• _EXERCISE DETAILS_: Copy the rows from the line with "Each instance of the convertible" to the line with "x=732 y=651", including both of those lines, and reproduce them unchanged.

• _AVAILABLE DATA_:
◇ ◇ ◇ ◇
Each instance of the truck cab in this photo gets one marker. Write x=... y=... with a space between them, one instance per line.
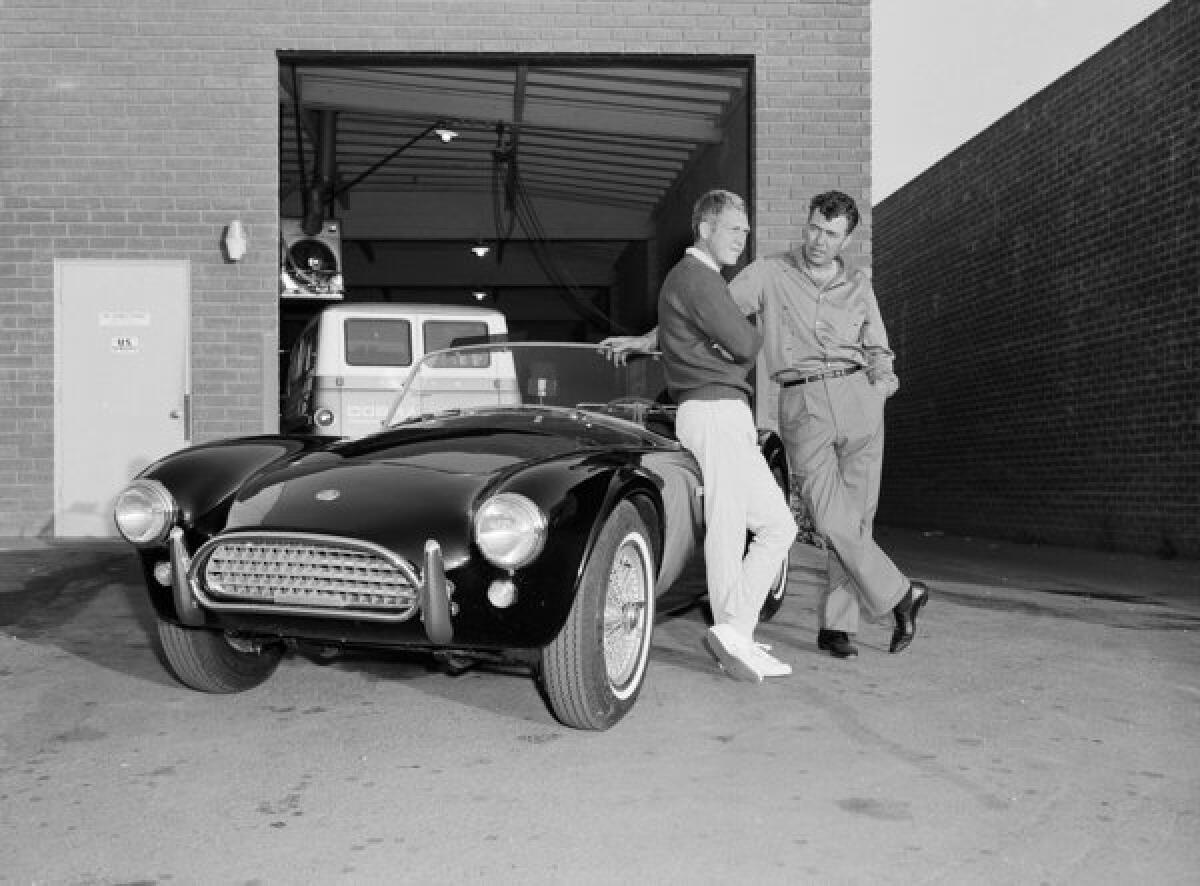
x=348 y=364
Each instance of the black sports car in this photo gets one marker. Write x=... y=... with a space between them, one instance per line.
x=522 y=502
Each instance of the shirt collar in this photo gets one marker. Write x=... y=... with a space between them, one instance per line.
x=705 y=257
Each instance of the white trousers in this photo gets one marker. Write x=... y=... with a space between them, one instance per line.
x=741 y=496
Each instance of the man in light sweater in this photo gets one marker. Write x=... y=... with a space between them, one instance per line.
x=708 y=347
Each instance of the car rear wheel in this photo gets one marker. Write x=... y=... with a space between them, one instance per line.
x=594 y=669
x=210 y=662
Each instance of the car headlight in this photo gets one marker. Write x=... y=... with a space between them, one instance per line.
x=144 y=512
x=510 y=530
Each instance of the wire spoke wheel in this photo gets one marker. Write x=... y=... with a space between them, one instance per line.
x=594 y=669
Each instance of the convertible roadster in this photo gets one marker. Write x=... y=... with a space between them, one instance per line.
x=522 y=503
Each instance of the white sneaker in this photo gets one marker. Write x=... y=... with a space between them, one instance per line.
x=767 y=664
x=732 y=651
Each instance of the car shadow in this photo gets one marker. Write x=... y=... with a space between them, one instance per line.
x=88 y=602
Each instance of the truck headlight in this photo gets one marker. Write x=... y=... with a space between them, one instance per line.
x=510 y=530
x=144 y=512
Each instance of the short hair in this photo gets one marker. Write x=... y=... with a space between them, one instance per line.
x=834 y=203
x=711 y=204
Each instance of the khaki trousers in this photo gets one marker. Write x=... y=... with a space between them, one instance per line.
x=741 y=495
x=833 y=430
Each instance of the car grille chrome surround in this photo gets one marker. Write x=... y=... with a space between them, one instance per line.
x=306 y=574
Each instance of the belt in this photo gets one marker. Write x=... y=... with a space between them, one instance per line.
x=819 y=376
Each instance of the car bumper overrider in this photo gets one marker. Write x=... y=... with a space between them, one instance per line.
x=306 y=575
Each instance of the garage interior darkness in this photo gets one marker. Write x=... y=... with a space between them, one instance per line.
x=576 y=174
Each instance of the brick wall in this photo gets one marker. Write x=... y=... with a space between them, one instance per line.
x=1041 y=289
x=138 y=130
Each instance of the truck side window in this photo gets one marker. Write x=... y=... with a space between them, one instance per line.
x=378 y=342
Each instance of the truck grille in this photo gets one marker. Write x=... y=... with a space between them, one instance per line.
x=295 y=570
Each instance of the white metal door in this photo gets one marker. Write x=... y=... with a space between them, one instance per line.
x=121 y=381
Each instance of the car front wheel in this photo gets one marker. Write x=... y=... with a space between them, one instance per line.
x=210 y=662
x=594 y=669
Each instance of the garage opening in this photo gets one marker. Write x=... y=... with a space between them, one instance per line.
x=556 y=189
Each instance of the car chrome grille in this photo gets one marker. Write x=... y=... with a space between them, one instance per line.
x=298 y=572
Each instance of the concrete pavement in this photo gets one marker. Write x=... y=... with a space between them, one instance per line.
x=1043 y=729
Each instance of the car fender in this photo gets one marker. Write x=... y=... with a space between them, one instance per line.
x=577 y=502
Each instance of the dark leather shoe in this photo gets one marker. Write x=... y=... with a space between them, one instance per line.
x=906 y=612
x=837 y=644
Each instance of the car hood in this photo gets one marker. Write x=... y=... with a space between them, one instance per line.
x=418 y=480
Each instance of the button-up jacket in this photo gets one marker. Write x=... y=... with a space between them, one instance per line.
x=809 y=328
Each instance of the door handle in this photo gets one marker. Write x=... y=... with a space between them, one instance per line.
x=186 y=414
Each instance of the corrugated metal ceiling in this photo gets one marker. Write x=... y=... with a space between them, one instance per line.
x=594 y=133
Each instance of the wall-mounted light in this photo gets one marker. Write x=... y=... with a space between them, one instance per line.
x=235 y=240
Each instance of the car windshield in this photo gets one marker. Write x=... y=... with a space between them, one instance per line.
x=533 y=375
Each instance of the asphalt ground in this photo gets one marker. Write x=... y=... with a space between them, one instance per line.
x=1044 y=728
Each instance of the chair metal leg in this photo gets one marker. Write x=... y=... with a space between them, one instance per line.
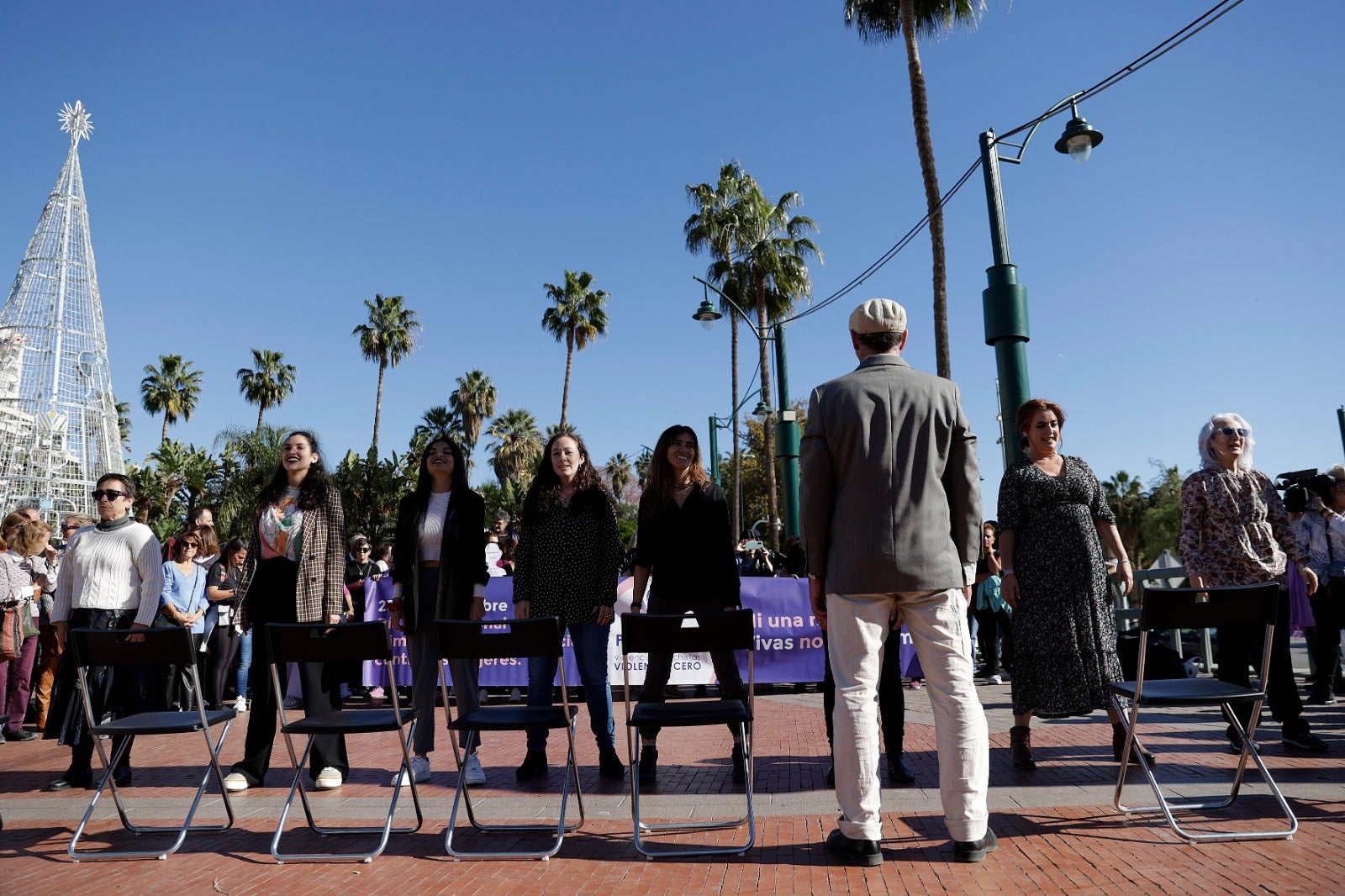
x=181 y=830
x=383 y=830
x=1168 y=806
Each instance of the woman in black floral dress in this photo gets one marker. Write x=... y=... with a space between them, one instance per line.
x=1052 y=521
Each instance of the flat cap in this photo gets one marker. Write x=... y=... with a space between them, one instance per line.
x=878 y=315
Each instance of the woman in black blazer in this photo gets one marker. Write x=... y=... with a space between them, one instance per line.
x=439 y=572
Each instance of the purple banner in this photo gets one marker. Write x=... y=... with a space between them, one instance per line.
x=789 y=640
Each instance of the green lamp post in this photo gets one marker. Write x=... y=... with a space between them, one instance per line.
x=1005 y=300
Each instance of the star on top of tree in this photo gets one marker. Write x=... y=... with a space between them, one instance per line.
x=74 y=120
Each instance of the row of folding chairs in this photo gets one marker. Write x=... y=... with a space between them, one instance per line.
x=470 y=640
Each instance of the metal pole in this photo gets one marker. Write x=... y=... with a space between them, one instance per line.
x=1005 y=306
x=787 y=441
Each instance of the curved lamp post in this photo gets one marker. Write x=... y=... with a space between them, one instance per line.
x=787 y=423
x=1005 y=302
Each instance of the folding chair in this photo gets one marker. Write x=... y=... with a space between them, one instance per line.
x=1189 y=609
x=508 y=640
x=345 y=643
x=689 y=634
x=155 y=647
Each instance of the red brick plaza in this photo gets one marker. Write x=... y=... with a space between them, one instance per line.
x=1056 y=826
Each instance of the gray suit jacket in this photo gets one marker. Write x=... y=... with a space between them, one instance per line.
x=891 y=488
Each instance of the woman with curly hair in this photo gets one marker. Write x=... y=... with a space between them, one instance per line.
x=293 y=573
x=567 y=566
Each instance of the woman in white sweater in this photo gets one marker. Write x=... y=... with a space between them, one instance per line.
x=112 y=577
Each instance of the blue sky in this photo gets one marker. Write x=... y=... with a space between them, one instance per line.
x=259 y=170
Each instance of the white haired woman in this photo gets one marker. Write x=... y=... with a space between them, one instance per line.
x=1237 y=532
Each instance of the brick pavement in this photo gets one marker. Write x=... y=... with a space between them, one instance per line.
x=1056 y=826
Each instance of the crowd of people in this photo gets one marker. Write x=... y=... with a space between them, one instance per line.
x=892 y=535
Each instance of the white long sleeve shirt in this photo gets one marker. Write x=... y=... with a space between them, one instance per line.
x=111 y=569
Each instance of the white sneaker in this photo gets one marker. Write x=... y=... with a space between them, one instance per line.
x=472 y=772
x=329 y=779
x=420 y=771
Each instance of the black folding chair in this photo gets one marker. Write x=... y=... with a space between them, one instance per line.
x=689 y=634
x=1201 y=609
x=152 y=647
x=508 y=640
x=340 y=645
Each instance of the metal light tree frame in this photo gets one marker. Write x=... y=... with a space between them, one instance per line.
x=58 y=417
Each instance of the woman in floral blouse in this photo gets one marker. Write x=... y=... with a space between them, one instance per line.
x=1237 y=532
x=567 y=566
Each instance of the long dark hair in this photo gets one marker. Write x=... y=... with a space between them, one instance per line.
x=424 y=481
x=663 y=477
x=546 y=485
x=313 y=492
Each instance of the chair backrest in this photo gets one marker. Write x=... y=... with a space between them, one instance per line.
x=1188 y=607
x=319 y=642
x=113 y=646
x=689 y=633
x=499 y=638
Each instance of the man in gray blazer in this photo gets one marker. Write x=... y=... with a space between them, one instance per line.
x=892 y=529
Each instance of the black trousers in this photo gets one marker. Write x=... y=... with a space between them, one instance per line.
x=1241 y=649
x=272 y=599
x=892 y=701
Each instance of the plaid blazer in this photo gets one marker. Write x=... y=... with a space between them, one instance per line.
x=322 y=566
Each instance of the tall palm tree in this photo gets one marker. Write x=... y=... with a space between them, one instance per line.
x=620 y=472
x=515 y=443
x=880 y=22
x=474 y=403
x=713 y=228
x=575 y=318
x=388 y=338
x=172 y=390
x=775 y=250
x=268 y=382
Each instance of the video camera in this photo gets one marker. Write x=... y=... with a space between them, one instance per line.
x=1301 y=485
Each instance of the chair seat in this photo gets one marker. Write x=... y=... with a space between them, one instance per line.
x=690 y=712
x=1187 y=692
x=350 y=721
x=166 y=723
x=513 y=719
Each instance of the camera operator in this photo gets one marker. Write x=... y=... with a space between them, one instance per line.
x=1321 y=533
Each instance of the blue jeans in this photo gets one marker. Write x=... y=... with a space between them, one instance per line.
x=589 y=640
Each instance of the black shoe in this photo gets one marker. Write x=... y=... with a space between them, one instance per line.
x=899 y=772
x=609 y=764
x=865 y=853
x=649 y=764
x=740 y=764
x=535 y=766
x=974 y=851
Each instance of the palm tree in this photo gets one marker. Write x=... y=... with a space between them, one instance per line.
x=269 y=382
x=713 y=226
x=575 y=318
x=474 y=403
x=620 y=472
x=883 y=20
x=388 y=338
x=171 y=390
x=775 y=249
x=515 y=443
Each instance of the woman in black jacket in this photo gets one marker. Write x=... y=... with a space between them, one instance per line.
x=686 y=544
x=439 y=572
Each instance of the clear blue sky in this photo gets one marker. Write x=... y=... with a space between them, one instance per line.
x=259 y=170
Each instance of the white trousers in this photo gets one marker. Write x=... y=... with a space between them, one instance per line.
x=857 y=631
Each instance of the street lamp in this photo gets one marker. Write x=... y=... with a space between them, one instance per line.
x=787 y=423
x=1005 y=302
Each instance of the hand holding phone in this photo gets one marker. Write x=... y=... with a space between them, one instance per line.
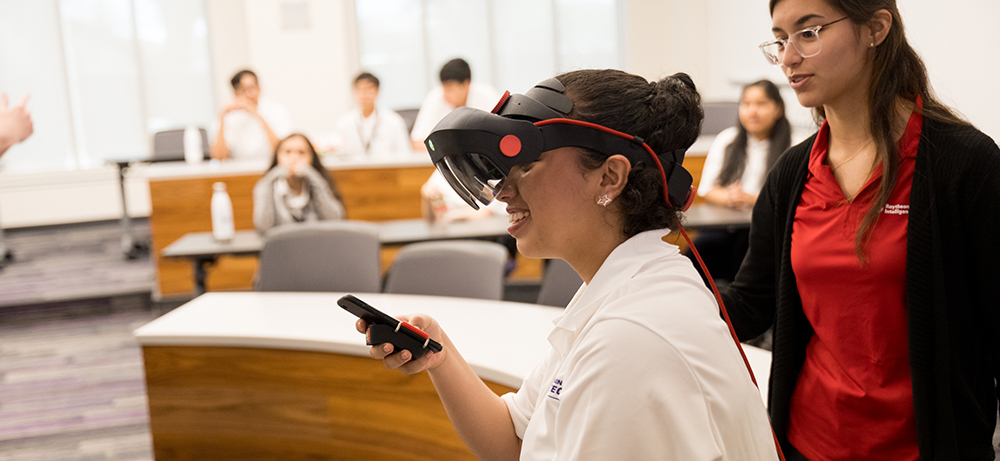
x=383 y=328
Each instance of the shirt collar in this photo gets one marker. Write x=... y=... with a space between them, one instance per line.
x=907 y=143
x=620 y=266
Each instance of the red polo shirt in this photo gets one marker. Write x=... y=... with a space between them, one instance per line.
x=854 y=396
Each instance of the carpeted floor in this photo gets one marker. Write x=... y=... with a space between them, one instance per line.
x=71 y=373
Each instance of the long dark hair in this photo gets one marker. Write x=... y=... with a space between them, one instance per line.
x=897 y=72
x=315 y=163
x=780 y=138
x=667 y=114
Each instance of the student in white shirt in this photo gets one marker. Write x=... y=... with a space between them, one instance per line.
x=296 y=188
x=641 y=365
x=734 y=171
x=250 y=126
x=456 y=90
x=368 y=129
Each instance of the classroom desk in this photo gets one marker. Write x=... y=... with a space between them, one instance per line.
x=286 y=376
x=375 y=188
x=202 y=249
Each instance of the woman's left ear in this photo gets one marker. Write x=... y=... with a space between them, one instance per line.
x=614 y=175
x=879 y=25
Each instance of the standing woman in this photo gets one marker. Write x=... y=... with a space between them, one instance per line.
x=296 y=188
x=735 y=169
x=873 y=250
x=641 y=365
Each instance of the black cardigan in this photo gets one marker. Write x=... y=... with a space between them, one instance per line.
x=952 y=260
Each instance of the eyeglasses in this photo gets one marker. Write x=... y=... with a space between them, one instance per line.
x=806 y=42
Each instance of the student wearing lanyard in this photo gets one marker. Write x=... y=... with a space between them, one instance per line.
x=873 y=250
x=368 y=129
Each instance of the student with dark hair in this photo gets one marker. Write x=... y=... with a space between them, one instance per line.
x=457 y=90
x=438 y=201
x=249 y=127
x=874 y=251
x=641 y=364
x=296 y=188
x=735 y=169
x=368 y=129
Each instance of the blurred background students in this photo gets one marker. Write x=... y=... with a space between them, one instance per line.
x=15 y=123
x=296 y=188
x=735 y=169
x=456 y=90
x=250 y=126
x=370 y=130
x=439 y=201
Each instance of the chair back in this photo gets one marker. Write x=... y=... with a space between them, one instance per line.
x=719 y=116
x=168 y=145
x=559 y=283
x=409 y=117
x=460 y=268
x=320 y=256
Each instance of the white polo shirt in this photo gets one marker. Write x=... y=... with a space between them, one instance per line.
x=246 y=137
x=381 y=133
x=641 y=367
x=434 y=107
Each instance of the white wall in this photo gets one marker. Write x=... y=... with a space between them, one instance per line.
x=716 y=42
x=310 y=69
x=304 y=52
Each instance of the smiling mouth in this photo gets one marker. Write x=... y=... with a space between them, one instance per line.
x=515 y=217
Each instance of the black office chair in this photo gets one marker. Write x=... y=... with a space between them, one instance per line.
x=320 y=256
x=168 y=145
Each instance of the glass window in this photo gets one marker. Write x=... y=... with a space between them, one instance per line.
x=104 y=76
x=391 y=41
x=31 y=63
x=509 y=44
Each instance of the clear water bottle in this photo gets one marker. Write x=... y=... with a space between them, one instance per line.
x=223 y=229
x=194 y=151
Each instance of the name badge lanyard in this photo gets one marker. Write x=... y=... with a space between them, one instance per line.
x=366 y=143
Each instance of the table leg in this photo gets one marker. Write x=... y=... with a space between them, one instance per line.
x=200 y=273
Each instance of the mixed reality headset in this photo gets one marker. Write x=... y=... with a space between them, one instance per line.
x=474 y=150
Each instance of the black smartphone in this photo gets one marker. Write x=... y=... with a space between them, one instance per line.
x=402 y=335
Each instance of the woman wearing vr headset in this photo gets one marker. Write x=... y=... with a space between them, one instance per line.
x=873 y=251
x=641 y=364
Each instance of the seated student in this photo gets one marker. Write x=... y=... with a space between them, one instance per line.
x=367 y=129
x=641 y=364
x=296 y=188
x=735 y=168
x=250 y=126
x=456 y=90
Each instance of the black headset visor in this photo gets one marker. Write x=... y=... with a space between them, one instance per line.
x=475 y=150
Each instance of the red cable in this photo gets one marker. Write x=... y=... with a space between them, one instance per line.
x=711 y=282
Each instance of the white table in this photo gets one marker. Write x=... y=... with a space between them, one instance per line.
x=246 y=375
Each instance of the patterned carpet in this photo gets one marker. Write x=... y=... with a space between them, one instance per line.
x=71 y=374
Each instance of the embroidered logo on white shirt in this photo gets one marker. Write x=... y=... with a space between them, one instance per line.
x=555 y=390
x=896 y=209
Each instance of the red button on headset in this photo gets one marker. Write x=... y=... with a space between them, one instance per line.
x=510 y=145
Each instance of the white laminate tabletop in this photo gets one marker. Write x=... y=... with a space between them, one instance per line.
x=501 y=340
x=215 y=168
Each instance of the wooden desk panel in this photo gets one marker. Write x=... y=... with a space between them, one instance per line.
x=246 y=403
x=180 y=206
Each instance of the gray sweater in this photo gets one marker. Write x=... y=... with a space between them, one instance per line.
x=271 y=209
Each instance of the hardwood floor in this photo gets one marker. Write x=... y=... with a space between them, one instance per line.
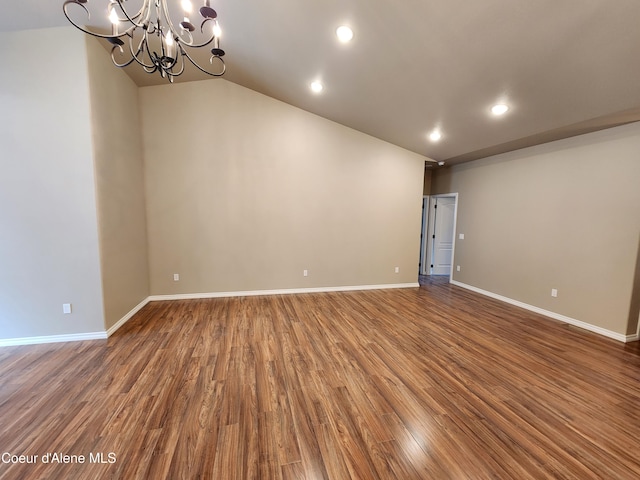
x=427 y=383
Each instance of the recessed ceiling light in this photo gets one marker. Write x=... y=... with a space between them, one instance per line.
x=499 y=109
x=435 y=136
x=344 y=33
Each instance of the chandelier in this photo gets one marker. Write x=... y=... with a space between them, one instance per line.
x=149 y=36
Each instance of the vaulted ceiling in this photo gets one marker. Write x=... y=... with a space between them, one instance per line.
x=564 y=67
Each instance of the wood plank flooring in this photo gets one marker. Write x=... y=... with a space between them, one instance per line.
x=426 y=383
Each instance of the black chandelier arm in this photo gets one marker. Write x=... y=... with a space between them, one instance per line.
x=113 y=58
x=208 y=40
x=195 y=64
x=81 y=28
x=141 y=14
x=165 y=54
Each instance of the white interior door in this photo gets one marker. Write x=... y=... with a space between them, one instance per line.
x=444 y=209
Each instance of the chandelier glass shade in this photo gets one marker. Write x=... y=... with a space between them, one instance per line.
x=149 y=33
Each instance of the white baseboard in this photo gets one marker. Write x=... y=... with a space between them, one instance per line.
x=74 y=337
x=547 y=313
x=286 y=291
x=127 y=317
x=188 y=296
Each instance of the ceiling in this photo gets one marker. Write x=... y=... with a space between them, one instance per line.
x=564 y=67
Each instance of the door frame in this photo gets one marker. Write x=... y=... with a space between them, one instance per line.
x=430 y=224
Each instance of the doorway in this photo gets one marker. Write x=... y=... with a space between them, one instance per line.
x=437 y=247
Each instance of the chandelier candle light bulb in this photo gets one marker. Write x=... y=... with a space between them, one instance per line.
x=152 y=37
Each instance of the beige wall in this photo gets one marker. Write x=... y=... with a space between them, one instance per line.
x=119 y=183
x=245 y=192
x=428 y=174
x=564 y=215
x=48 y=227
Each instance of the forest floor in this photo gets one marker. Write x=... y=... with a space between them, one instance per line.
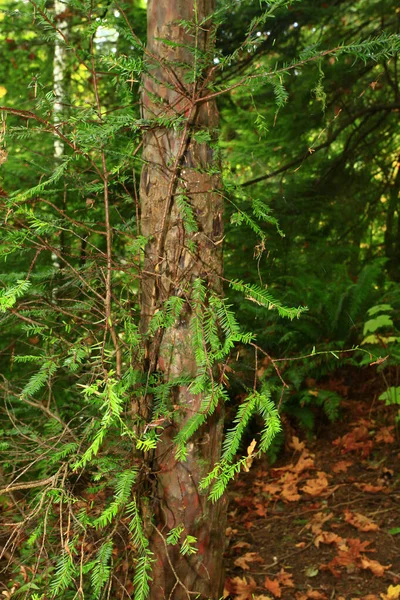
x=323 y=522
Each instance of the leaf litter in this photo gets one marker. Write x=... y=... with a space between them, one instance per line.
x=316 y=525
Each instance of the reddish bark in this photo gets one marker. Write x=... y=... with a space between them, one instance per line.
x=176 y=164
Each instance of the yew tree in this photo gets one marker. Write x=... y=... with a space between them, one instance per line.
◇ ◇ ◇ ◇
• _ANSWER_:
Each instance of the convertible roadster in this photo gets one marker. Write x=... y=... with a space between them, one instance per line.
x=522 y=503
Each instance of the white sneaker in this photo gets one marker. Write x=... y=... with a space between them, one instance per line.
x=767 y=664
x=732 y=651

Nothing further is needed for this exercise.